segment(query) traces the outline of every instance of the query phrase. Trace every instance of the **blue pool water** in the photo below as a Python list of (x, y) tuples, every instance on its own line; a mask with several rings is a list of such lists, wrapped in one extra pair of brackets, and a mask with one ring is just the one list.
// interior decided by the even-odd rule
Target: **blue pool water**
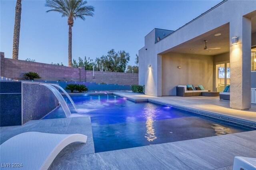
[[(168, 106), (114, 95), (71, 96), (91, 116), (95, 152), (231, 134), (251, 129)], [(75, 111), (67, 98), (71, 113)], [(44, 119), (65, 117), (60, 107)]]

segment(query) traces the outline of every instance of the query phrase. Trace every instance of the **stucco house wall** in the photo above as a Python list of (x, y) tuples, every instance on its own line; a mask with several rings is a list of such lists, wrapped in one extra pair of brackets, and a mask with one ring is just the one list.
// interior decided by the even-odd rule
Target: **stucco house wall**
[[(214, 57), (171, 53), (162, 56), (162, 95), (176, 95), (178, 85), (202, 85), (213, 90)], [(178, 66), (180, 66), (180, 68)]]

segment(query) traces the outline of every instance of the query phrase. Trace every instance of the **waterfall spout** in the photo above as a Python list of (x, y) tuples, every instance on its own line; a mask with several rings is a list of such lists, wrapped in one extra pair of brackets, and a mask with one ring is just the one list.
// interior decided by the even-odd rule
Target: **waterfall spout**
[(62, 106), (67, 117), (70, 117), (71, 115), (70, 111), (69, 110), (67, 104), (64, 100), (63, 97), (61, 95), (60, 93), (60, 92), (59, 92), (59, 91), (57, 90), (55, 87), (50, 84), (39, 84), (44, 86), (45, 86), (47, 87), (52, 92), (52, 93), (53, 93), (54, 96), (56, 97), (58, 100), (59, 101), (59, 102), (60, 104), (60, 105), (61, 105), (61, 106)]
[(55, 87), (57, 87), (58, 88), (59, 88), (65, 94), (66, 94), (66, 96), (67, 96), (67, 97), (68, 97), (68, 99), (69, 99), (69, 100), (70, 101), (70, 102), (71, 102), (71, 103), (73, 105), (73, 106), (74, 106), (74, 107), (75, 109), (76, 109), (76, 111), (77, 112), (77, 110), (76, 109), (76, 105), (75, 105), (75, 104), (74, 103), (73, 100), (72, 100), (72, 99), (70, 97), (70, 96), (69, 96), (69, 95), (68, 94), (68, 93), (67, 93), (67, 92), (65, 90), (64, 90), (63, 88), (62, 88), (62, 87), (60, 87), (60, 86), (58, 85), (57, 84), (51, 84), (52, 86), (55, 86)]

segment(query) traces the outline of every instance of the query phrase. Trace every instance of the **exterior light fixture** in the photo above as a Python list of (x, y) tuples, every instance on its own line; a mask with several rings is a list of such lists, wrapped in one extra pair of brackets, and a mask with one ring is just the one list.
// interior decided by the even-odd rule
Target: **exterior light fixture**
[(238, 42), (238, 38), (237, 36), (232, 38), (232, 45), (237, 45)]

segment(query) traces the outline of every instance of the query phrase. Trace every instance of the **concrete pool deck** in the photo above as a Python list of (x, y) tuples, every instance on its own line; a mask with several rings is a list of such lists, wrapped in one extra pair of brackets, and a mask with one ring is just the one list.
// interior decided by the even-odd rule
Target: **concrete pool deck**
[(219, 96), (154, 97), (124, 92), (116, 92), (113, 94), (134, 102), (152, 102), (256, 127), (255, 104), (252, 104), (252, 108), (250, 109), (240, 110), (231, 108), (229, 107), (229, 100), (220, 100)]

--

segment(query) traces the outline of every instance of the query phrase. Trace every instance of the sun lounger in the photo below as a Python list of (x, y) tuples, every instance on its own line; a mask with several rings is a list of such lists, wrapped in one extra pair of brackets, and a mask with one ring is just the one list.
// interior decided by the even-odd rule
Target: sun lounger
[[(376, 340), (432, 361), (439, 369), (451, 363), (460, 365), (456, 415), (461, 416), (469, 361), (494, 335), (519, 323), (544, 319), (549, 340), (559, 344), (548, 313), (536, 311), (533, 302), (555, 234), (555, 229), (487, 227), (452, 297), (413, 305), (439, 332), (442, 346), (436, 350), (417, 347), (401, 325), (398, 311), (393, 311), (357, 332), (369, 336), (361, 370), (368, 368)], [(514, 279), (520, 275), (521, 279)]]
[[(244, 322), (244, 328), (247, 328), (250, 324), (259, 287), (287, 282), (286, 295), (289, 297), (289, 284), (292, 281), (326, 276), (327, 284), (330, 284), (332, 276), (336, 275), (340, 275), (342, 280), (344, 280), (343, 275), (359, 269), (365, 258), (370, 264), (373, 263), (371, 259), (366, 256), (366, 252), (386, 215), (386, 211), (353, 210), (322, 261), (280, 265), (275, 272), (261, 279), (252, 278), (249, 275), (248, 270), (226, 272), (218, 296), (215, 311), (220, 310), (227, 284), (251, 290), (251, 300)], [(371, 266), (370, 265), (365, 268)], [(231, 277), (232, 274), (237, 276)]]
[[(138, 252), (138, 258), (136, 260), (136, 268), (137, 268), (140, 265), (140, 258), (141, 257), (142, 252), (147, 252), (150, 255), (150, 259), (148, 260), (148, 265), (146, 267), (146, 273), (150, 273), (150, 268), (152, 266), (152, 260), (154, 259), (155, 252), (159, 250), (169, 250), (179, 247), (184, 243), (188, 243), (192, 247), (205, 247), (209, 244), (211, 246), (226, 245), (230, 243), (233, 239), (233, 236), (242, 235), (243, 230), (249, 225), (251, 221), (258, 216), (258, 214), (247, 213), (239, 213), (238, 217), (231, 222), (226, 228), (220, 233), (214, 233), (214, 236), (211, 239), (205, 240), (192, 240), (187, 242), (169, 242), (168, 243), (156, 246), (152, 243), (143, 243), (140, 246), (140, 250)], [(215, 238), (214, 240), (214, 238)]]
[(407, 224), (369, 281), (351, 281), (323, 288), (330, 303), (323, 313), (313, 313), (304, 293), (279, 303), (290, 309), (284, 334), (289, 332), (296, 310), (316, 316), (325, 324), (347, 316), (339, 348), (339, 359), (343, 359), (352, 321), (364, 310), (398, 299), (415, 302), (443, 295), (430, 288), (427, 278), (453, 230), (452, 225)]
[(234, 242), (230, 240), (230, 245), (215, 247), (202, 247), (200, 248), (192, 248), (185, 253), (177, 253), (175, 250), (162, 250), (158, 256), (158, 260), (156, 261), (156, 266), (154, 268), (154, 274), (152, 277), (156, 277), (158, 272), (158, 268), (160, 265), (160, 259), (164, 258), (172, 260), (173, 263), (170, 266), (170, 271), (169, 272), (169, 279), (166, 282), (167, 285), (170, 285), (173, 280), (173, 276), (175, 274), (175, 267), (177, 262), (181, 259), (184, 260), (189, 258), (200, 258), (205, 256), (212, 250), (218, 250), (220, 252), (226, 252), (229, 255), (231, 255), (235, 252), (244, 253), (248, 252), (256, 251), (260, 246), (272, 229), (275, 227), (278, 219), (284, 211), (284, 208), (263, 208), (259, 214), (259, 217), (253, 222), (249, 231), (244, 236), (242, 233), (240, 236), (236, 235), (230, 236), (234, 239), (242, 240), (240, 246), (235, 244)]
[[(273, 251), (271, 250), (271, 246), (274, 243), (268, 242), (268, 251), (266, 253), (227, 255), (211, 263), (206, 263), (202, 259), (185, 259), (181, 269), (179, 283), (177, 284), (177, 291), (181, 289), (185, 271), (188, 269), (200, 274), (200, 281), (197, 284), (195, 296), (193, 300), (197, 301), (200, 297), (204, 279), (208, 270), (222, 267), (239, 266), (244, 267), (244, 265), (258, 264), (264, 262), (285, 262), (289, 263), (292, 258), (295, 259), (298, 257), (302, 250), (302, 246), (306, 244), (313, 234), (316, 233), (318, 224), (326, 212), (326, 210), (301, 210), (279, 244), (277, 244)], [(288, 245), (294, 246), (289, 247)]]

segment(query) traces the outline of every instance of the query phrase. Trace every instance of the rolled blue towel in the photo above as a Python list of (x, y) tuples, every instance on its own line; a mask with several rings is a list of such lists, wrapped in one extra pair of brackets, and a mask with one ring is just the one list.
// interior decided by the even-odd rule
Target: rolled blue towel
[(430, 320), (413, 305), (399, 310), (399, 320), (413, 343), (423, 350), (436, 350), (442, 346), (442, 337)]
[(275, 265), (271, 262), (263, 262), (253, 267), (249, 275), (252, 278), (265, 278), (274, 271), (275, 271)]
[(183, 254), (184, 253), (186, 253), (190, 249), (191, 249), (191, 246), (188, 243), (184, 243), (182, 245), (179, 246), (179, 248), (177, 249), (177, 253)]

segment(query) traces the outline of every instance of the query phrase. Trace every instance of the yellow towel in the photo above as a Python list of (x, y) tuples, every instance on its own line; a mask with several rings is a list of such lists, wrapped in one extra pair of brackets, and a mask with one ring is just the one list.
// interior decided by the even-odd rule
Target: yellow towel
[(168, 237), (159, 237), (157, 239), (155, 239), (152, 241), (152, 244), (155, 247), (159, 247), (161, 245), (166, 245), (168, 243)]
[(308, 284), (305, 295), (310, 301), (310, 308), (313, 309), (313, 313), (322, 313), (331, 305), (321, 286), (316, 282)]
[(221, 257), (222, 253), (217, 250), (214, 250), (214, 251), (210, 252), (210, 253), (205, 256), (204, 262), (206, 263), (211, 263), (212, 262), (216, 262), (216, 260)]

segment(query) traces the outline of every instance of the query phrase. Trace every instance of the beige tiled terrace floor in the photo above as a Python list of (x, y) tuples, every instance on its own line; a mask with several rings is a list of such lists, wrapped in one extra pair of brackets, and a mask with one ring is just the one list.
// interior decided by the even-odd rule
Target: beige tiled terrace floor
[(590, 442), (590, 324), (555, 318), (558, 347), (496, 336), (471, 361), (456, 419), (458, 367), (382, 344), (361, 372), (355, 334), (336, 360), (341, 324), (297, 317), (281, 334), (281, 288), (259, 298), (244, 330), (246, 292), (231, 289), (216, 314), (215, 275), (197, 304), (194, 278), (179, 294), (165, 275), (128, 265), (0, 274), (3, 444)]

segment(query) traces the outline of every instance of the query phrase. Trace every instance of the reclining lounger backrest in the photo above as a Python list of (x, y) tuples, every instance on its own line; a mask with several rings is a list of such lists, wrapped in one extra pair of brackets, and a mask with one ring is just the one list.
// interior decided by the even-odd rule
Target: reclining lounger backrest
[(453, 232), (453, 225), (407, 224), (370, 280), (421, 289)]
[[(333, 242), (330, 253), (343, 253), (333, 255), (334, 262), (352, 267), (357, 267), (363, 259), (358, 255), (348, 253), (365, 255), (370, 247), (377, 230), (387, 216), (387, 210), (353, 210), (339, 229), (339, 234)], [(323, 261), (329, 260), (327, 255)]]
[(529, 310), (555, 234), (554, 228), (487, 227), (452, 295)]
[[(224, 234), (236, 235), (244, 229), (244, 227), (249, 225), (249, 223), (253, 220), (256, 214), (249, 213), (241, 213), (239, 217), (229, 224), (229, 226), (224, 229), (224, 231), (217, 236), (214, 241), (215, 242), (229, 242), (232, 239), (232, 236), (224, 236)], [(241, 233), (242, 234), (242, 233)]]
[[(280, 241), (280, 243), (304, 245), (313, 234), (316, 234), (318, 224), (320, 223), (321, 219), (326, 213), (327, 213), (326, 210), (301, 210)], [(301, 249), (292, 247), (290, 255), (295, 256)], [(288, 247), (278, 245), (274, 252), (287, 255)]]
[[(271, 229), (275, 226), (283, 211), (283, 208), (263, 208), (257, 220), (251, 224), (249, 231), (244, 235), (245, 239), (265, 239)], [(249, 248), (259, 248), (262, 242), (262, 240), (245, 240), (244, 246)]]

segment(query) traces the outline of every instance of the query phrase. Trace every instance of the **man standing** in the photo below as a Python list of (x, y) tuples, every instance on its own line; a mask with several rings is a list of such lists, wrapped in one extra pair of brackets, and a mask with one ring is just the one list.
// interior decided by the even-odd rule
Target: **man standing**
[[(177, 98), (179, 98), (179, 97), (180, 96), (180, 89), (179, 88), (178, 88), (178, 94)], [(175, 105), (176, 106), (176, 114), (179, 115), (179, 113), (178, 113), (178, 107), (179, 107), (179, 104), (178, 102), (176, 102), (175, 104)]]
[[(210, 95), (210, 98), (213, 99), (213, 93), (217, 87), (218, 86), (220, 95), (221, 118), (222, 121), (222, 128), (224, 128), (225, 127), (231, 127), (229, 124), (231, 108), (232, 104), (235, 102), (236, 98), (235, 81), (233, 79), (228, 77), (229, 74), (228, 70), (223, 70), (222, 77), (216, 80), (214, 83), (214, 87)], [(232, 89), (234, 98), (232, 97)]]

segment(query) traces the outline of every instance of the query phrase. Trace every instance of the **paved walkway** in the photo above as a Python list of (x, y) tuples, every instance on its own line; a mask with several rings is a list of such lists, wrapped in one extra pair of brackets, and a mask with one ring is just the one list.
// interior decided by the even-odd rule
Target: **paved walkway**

__SET TASK__. Copy out, word for word, the lines above starting at the one that contains "of the **stucco" and ending at the one that contains "66), (180, 68)]]", both included.

__EXPECTED ANSWER__.
segment(query) traces the outline of every instance of the query phrase. Trace every instance of the **stucco house wall** in the photo above as a Python list of (x, y) tuples, every instance on its own line; a mask with several rings is a list of such lists, wrapped in one extra pair of brackets, and a mask with one ring is just the one list.
// interior decided by the even-odd rule
Target: **stucco house wall**
[[(214, 57), (171, 53), (162, 56), (162, 95), (176, 95), (178, 85), (202, 85), (213, 90)], [(178, 66), (180, 66), (180, 68)]]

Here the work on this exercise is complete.